■ INSTRUCTIONS
1. In the Washington–Giants game preview below, what reason does Ron Rivera give for Daniel Jones's success against Washington? Answer in one to three sentences.
2. In the Washington–Giants game preview below, turn the paragraph beginning "Jones has had varying degrees of success" into a short bulleted list that keeps its main facts.
3. Pick up the preview of Washington's Thursday night game against the Giants where it ends, and continue its text.

■ PAGE EXTRACT
━━━━━━━━━━━━━━━━━━━━

Any opinions expressed in this article do not necessarily reflect those of the team.
After dropping its season opener against the Los Angeles Chargers, the Washington Football Team has a chance to bounce back with a Thursday night NFC East game against the New York Giants. Here are three keys to the matchup, presented by Van Metre.
1. Keep Daniel Jones in the pocket
Daniel Jones tends to play well against Washington; in fact, four of his eight career wins have come against the burgundy and gold. Ron Rivera gave one reason why he's been so successful: his ability as a runner.
"He's a dynamic runner," Rivera said. "He's a quarterback that can take advantage of that."
Jones has had varying degrees of success scrambling against Washington. He did the most damage in Week 6 last season, when he had seven carries for 74 yards. Over the past three years, Jones has 729 yards on 116 carries.

━━━━━━━━━━━━━━━━━━━━

■ PROVIDED DATA
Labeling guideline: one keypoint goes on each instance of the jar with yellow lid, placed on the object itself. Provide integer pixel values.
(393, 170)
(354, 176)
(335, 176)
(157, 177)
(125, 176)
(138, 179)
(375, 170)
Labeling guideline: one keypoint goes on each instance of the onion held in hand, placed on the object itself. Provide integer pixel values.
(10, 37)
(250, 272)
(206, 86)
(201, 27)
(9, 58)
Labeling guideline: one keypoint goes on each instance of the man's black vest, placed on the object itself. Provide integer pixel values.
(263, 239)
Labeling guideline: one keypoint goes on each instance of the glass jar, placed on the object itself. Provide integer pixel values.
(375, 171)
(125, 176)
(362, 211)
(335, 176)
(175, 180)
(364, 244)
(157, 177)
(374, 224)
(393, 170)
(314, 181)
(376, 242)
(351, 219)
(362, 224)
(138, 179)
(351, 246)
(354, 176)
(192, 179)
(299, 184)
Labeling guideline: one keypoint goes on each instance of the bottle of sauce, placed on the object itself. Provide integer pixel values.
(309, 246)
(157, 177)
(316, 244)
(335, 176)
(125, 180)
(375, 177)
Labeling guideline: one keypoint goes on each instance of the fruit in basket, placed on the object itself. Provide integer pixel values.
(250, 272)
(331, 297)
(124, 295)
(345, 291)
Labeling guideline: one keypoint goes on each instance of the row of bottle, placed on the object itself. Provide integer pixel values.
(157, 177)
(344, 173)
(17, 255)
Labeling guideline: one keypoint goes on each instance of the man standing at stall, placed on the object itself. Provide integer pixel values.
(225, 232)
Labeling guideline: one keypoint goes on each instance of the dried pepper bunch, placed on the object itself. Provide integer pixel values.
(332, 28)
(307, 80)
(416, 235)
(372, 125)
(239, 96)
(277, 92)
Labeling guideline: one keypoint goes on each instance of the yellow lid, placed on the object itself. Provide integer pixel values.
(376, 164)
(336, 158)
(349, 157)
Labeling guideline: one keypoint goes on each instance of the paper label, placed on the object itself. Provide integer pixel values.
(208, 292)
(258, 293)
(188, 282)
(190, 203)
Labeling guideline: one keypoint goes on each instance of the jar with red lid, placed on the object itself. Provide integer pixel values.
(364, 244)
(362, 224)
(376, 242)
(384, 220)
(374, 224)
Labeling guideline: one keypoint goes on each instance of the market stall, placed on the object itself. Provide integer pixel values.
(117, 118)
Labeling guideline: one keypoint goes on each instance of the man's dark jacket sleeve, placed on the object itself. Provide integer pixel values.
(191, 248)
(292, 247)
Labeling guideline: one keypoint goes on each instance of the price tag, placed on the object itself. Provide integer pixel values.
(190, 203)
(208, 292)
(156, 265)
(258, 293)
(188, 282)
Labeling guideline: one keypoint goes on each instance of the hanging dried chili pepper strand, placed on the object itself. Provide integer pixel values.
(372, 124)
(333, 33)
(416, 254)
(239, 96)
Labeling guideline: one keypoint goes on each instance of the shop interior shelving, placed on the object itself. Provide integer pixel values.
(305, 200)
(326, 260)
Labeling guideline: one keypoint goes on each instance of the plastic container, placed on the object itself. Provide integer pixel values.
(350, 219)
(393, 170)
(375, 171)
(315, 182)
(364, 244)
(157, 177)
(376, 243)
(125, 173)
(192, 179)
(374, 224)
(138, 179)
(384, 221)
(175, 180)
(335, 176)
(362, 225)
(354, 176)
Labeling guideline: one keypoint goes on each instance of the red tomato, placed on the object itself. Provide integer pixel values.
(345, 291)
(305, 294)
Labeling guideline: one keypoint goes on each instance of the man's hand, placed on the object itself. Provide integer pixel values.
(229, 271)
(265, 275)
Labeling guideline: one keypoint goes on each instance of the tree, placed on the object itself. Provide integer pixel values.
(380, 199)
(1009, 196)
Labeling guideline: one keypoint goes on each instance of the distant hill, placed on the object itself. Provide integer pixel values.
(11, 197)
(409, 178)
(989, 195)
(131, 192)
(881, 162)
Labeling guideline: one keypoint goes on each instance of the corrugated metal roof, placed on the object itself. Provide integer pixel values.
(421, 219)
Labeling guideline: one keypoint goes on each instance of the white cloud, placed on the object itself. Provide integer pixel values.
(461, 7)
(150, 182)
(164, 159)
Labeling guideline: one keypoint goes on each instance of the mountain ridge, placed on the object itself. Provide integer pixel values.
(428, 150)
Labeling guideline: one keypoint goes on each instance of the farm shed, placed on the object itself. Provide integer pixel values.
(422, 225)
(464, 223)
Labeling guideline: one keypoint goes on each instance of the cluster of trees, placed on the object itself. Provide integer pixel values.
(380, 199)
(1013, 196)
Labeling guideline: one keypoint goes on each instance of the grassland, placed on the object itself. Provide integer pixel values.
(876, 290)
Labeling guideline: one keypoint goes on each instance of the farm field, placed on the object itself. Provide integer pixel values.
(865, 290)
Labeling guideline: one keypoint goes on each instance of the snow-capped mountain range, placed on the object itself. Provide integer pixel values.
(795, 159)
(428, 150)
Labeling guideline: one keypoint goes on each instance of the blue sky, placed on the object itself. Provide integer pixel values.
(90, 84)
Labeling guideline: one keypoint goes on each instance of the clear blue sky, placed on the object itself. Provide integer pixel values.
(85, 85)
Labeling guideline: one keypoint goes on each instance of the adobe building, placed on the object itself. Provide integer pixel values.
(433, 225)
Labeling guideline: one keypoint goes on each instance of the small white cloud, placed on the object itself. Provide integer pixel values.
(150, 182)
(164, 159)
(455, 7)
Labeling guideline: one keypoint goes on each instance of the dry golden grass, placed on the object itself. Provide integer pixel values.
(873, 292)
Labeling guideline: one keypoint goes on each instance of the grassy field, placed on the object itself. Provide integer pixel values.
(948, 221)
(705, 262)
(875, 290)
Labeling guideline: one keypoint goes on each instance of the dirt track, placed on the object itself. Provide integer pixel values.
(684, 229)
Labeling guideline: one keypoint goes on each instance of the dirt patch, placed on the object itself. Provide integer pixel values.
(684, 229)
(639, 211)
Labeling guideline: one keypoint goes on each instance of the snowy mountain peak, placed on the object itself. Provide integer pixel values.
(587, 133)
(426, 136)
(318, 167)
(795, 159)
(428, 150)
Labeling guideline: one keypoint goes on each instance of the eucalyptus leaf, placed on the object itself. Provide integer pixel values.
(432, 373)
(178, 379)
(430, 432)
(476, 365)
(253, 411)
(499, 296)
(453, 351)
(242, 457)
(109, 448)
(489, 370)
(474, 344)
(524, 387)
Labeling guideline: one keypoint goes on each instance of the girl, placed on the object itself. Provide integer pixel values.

━━━━━━━━━━━━━━━━━━━━

■ ANSWERS FOR EACH ITEM
1. Rivera credits Jones's ability as a runner. He calls Jones a dynamic runner and a quarterback who can take advantage of that.

2.
- Jones has had varying degrees of success scrambling against Washington.
- His best game came in Week 6 last season: seven carries for 74 yards.
- Over the past three years, he has 729 yards on 116 carries.

3.
One of Washington's priorities, Rivera said, will be to keep Jones in the pocket. The Giants were among the worst at protecting their quarterback with 50 sacks in 2020, which was tied with Washington for the second-most in the league. They allowed two against the Denver Broncos, and if Washington's defensive line is able to take away one part of Jones' game, it'll make the secondary's job much easier.
2. Contain Saquon Barkley
Saquon Barkley is returning from a torn ACL sustained in Week 2 last season. He put up pedestrian numbers against the Broncos -- 10 carries for 26 yards -- but he has a history of giving standout performances at FedExField.
Barkley has played two games at Washington's stadium, and each time he racked up at least 170 yards. The last time he was at FedExField, which came during the 2019 season, he rushed for 189 yard and a touchdown in a 41-35 win. If Washington hopes to get its first win of the season, it cannot allow Barkley to put up similar numbers.
Washington was around the middle of the league last year against the rush, allowing 113 yards per game, but the defense did have its positive moments. In its Thanksgiving matchup against the Dallas Cowboys, it limited Ezekiel Elliott to just 32 yards, and the Chargers' Austin Ekeler was held to 57.
Barkley was listed as "questionable" on the final injury report, but being able to stymie one of the best running backs in the league would be a big confidence boost for Washington's defense.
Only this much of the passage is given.